→ Goal of the exercise: Take the listing and print it in full, exactly as given.
Top of The input
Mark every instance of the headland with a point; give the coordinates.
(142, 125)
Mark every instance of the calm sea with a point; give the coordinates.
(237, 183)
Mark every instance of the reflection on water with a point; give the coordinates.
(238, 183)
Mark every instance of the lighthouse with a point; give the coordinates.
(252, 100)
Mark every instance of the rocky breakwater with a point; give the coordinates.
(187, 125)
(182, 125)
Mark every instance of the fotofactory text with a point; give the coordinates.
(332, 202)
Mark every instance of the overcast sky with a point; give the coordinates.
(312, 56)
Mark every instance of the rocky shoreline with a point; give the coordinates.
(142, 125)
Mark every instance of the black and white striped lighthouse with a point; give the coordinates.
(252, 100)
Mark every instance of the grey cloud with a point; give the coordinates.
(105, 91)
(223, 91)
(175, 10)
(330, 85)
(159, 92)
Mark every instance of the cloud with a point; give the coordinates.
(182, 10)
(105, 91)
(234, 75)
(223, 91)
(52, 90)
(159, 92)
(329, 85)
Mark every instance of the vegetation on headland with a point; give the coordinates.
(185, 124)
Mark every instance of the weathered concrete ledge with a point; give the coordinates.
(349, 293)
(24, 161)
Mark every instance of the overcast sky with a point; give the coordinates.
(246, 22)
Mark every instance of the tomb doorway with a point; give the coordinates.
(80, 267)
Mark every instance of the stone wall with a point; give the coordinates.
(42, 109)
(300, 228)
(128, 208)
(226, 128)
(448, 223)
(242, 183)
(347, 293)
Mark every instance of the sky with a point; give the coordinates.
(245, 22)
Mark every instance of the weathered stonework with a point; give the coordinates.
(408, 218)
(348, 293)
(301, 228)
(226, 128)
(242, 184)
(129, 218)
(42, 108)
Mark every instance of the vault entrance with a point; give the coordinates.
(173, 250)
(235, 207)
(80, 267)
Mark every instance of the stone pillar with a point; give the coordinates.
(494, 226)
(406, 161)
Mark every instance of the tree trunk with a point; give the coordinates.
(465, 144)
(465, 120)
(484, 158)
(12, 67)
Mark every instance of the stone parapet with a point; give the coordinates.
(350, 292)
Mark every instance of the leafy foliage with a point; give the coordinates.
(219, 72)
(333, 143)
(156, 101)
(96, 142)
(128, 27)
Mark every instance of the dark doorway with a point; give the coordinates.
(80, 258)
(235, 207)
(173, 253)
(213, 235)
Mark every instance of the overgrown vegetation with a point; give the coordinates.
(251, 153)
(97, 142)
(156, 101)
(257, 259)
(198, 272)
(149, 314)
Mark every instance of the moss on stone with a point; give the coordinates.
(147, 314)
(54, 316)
Bottom of The input
→ Solution for this task:
Mark every instance of the headland with a point; give the coordinates.
(142, 125)
Mark every instance of the calm sea with a point; give the coordinates.
(237, 183)
Mark every instance of the reflection on water with a point; give the coordinates.
(238, 183)
Mark every instance of the lighthouse with a point; give the coordinates.
(252, 100)
Mark every instance of the rocky breakwater with a point; give the coordinates.
(187, 125)
(182, 125)
Mark every instance of the fotofactory text with a point; give the coordinates.
(332, 202)
Mark every instance of the overcast sky with a point; give the coordinates.
(312, 56)
Mark every instance of the rocky shoreline with a point; give the coordinates.
(142, 125)
Mark every instance of the black and white striped lighthouse with a point; give the coordinates.
(252, 100)
Mark every instance of the grey cloud with a point; give the coordinates.
(105, 91)
(223, 91)
(175, 10)
(330, 85)
(159, 92)
Mark every instance of the cloud with a point; give the coordinates.
(182, 10)
(105, 91)
(234, 75)
(223, 91)
(52, 90)
(159, 92)
(329, 85)
Mark every instance of the vegetation on headland with a point; give the coordinates.
(185, 124)
Mark every instance of the weathered concrete ledge with a point; give the coordinates.
(349, 293)
(24, 161)
Mark every instance of the overcast sky with a point; give the coordinates.
(246, 22)
Mark every instance of the tomb doorway with a point; give the coordinates.
(80, 267)
Mark every instance of the stone wall with a point; give the coordinates.
(42, 109)
(300, 228)
(128, 208)
(226, 128)
(448, 223)
(242, 183)
(347, 293)
Mark every instance of the sky with a point; give the coordinates.
(245, 22)
Mark every instance of the weathered stonework with a point; give the coordinates.
(408, 218)
(348, 293)
(301, 228)
(226, 128)
(242, 184)
(129, 218)
(42, 108)
Mark every instance of the vault entrance with a point; give the coordinates.
(173, 250)
(235, 207)
(80, 267)
Mark every instance of the stone pillar with a point; give the coordinates.
(494, 226)
(406, 161)
Mark every instance of the tree trunk with a point; give the coordinates.
(465, 144)
(465, 120)
(484, 158)
(12, 67)
Mark every instance of the stone parapet with a point; give the coordinates.
(350, 292)
Mark every instance of the leafy foliage with a point; give the coordinates.
(219, 72)
(333, 143)
(156, 101)
(96, 142)
(128, 27)
Mark every instance of the dark doorway with a point; give the coordinates.
(80, 258)
(235, 207)
(173, 253)
(213, 235)
Mark every instance of the overgrown vegetation with a point; give the coordinates.
(251, 153)
(97, 142)
(156, 101)
(257, 259)
(198, 272)
(149, 314)
Mark every instance of the moss on stone with a point; give the coordinates.
(147, 314)
(54, 316)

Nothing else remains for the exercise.